EXERCISE BRIEF
Your task is to output every record exactly as it is given.
== Segment start ==
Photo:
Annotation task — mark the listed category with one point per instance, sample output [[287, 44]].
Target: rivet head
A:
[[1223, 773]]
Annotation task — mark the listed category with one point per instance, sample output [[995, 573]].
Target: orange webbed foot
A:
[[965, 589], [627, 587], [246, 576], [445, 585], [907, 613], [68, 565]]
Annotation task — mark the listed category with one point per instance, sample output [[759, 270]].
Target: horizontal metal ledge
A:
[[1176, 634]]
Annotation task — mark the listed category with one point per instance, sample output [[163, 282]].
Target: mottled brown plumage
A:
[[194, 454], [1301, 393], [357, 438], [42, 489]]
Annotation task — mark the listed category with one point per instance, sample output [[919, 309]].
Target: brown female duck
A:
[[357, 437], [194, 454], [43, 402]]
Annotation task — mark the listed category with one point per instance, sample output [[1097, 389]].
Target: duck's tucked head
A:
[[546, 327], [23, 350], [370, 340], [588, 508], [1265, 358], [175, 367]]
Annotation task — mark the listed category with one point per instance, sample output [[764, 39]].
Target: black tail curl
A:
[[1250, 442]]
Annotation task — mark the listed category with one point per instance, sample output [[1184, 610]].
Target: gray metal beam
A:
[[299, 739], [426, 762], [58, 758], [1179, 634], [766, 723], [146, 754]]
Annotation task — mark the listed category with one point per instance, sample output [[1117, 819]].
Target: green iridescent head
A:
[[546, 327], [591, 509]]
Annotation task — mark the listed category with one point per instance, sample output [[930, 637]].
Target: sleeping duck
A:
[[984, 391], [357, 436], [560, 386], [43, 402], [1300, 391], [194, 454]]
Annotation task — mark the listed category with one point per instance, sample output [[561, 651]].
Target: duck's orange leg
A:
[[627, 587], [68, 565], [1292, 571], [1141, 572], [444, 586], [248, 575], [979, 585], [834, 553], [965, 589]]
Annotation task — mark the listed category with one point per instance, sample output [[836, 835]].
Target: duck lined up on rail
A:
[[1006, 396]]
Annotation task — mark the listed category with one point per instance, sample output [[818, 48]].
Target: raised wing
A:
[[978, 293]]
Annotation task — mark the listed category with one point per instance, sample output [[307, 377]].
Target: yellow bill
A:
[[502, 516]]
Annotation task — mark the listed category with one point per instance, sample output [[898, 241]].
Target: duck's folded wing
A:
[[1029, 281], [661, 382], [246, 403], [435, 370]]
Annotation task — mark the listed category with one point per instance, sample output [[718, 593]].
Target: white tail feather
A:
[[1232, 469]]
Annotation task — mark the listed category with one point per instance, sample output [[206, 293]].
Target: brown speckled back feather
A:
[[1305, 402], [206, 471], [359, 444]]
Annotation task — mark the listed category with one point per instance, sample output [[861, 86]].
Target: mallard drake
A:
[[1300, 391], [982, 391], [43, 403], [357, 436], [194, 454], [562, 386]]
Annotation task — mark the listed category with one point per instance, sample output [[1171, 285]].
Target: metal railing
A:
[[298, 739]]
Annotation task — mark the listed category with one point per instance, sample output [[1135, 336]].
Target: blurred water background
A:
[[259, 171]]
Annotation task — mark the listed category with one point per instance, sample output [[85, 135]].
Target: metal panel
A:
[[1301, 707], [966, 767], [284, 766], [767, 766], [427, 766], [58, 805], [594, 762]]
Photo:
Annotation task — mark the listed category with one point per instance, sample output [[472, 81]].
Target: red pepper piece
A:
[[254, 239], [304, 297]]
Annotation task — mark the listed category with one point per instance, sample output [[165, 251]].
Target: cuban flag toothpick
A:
== Segment end ==
ANSWER BOX
Photo:
Annotation task — mark the listed category with one point per instance, sample output [[287, 44]].
Target: rivet head
A:
[[1223, 773]]
Annotation task — mark the listed category with one point per instance, sample output [[995, 573]].
Target: orange webbed foot
A:
[[965, 589], [627, 587], [246, 576], [445, 585], [907, 613], [68, 565]]
Annotation task — mark the listed category with one point per instance, sample output [[759, 270]].
Target: horizontal metal ledge
A:
[[1176, 634]]
Annotation task — mark the listed category with one point per instance, sample output [[163, 282]].
Target: mottled brown plumage
A:
[[194, 454], [1301, 393], [357, 438], [42, 489]]
Annotation task — mark the listed category with one point per instance, sample output [[919, 309]].
Target: brown female duck
A:
[[357, 437], [194, 454], [43, 402]]
Annotation task — mark the listed category with one point per instance, sample output [[1097, 389]].
Target: duck's tucked head
A:
[[546, 327], [23, 350], [370, 340], [588, 508], [1265, 358], [175, 367]]
Annotation task — mark the listed category with one point per instance, sample output [[764, 39]].
Target: black tail curl
A:
[[1250, 442]]
Annotation task — mark the listed category with one point per instance, sample output [[1184, 610]].
Target: gray metal beam
A:
[[299, 739], [426, 762], [58, 758], [1179, 634], [766, 723], [146, 754]]
Annotation task — mark the listed category with one point per instance, sample output [[1117, 819]].
Target: green iridescent head
A:
[[546, 327], [591, 509]]
Annotation task — mark the listed category with one point per instance, sample output [[930, 637]].
Target: sleeping duck
A:
[[984, 391], [357, 436], [560, 386], [43, 402], [1300, 391], [194, 454]]
Annotation task — mark the listed category with one point per instance, sample output [[561, 651]].
Target: duck's orange leg
A:
[[627, 587], [68, 565], [1292, 571], [1141, 572], [444, 586], [248, 575], [979, 585], [834, 553], [965, 589]]
Annotation task — mark the listed category with one point per instance, sample output [[836, 835]].
Target: duck lined up on rail
A:
[[1006, 396]]
Annotation task — mark the listed category with one point per instance, sample output [[818, 48]].
Target: raised wing
A:
[[978, 293]]
Annotation task — mark the listed category with one point per instance, sample output [[307, 377]].
Target: yellow bill
A:
[[502, 516]]
Annotation task — mark the listed category with one point per instance, sample output [[898, 241]].
Target: duck's folded wing
A:
[[1029, 281], [661, 382], [246, 403], [435, 370]]
Annotation task — mark the listed category with one point per instance, sample output [[718, 593]].
Target: white tail feather
A:
[[1232, 469]]
Annotation task — mark the listed category with one point per instance, sample output [[206, 293]].
Target: brown speckled back feather
A:
[[1305, 402], [206, 471], [359, 444]]
Annotation task — mark the listed category with one point per instance, sample output [[861, 86]].
Target: mallard drake
A:
[[1300, 391], [982, 391], [43, 403], [357, 436], [194, 454], [562, 386]]
Annotation task — mark the listed category with one point per instance, sample output [[1171, 285]].
Target: metal railing
A:
[[298, 739]]
Annotation task — mark the listed category with one point per instance, sample output [[1135, 336]].
Target: blurred water background
A:
[[259, 171]]
Annotation task — mark the listed category with one point per instance, sample output [[85, 135]].
Target: metal panel
A:
[[1301, 707], [966, 767], [284, 766], [767, 766], [427, 766], [58, 805], [594, 762]]
Photo:
Annotation task — mark the listed category with one point per instance, sample output [[472, 81]].
Target: red pepper piece
A:
[[254, 239], [304, 297]]
Annotation task — mark the listed category with one point per instance, sample output [[165, 251]].
Target: cuban flag toothpick
A:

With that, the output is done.